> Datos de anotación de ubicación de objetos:

━━━━━━━━

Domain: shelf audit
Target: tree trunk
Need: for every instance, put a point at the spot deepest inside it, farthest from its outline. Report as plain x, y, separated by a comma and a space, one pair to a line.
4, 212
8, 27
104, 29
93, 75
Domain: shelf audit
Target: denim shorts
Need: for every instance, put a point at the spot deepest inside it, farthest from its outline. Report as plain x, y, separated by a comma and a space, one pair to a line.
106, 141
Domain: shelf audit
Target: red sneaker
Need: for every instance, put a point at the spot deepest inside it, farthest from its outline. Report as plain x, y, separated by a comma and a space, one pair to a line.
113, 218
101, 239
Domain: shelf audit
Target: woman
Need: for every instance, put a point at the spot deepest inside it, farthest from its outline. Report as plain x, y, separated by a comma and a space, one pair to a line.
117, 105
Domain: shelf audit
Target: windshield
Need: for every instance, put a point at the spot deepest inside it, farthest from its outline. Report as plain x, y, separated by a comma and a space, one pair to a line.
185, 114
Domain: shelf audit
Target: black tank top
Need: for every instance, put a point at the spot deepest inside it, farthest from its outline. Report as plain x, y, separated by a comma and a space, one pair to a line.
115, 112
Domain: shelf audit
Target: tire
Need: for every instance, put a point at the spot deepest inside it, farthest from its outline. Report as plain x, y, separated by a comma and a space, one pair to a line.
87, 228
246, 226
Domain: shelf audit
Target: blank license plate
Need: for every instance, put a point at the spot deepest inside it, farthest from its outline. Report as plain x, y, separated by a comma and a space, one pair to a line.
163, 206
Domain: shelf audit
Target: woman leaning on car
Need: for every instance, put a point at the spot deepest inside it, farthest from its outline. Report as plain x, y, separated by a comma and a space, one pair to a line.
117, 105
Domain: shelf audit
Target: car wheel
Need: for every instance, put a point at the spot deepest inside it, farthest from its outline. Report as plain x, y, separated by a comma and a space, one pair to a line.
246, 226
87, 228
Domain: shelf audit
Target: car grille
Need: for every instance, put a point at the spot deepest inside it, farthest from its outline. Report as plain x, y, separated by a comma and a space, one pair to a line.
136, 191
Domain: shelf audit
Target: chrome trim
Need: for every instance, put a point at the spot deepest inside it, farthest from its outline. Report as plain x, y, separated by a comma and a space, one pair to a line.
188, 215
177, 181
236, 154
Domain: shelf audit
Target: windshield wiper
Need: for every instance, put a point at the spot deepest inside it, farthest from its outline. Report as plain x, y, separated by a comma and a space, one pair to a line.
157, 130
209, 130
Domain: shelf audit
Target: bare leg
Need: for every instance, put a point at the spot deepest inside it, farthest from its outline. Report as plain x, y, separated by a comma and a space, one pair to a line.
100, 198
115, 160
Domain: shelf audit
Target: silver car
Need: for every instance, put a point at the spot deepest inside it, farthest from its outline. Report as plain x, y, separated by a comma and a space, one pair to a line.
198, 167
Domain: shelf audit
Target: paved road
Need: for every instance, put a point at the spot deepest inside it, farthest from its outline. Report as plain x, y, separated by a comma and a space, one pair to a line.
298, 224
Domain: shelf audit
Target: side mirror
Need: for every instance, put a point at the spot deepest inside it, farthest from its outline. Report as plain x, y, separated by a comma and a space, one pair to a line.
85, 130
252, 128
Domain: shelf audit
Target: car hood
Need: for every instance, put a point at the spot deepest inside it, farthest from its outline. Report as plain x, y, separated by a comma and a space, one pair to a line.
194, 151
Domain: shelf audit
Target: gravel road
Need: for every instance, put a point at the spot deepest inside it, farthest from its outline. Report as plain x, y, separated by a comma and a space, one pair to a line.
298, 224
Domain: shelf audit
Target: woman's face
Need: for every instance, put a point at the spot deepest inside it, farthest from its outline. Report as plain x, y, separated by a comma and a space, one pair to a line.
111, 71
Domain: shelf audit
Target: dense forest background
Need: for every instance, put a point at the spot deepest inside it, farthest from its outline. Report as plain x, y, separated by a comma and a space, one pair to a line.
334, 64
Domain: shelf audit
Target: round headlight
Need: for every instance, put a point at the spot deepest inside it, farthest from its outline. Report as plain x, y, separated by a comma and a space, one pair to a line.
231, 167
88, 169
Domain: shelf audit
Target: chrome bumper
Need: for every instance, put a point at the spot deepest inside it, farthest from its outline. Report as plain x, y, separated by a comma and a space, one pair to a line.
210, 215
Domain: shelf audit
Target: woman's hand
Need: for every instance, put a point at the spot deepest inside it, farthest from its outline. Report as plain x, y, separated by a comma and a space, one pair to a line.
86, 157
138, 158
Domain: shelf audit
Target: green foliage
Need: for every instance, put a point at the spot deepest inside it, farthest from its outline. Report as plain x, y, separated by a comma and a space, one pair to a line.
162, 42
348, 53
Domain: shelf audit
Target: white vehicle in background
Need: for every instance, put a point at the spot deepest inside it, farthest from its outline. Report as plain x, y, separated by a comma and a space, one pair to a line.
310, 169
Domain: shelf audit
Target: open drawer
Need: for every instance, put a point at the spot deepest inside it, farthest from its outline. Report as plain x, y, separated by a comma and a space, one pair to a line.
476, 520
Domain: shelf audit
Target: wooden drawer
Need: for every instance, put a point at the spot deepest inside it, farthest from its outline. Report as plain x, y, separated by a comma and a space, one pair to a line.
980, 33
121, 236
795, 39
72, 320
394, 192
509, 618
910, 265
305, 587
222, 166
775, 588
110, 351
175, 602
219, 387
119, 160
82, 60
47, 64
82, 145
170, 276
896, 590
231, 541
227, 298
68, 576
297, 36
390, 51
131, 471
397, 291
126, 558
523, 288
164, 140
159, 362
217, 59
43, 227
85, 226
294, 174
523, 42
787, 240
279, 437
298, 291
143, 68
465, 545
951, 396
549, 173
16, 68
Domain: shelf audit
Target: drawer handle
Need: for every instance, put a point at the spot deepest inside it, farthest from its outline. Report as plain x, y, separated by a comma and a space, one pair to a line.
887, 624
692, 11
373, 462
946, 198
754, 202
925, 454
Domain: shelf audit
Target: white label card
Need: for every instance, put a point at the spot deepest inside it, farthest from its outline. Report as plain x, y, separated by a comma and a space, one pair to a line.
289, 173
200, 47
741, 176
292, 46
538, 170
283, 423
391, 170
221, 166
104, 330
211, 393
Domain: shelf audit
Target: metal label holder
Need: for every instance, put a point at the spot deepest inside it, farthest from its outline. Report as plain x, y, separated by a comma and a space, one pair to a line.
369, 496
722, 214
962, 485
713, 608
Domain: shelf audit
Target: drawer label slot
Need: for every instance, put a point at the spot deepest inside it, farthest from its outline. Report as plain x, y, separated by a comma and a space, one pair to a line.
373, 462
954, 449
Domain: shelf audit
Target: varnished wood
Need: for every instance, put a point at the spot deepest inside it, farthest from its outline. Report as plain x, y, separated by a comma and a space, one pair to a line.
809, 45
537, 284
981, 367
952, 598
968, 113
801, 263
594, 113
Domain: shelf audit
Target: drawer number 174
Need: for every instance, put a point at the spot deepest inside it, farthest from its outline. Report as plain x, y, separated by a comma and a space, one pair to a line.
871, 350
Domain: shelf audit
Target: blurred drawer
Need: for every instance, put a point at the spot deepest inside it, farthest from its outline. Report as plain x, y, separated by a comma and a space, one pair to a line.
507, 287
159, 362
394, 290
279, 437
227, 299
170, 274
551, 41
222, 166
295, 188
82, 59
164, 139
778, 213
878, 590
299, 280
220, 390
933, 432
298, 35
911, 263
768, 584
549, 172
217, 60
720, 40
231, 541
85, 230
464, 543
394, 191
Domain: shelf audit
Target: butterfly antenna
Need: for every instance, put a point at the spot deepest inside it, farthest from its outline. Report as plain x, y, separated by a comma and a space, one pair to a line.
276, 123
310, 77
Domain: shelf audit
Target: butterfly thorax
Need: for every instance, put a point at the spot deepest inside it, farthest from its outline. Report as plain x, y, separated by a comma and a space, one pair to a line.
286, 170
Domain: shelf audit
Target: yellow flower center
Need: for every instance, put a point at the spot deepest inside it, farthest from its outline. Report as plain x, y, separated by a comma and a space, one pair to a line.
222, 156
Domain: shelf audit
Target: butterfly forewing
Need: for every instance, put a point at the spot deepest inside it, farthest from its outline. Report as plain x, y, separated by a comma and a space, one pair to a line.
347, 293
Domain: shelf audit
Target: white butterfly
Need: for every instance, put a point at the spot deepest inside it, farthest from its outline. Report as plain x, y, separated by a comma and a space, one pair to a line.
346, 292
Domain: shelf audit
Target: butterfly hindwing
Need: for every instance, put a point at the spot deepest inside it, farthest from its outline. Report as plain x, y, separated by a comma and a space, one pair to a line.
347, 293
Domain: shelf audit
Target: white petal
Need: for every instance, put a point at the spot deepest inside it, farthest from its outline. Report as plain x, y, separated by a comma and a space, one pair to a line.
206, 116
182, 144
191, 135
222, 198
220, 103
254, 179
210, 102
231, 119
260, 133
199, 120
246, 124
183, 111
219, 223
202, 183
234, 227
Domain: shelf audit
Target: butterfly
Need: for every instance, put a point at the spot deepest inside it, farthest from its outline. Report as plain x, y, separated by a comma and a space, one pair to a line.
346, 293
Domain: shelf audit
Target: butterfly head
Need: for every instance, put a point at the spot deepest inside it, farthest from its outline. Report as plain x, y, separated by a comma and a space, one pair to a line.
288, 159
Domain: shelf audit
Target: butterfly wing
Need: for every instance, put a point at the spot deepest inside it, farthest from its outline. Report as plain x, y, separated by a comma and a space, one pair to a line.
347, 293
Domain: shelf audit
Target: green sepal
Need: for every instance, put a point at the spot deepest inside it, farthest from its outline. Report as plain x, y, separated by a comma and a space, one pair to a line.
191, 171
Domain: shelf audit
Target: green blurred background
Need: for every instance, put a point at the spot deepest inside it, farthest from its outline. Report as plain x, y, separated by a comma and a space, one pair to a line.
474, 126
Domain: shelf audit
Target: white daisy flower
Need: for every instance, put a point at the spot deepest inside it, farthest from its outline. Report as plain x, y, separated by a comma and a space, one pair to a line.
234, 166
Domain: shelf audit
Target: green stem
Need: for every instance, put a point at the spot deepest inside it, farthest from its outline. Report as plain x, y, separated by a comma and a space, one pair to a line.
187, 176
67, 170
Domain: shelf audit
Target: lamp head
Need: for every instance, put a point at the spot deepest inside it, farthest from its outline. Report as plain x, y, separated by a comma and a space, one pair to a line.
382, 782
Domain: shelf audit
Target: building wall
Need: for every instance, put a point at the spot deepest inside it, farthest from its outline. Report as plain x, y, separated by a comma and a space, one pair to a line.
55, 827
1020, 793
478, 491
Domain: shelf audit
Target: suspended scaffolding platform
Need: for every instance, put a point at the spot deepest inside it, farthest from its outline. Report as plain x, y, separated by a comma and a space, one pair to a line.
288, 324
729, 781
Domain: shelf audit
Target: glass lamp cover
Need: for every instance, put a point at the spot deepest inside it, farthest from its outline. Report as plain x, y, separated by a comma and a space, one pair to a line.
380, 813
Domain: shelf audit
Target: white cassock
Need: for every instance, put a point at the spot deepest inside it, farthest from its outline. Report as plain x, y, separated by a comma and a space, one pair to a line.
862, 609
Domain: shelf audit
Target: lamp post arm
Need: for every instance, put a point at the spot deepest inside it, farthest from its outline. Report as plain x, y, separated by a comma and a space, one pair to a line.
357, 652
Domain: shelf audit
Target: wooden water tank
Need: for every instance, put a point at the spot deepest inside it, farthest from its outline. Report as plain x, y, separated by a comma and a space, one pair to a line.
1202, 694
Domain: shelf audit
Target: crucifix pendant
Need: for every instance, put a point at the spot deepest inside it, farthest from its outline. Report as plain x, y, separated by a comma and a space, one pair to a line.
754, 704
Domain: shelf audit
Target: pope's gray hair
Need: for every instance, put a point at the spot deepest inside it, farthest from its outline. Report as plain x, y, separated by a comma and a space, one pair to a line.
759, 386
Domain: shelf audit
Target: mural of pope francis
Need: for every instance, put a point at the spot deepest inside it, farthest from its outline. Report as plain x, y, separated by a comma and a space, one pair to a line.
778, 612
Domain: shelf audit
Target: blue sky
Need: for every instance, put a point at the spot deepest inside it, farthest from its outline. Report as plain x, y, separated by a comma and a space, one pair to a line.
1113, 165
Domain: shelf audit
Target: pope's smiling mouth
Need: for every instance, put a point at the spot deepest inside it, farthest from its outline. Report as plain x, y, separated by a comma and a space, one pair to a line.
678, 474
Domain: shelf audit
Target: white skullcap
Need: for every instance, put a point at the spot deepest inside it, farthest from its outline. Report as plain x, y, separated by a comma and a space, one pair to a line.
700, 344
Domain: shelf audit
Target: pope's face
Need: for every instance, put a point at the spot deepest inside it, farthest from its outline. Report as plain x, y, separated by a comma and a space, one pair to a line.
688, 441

━━━━━━━━

> Ejercicio breve:
Indica cuántas líneas de los registros anteriores contienen la cadena "butterfly", distinguiendo entre mayúsculas y minúsculas. Responde únicamente con el número.

> Resultado:
8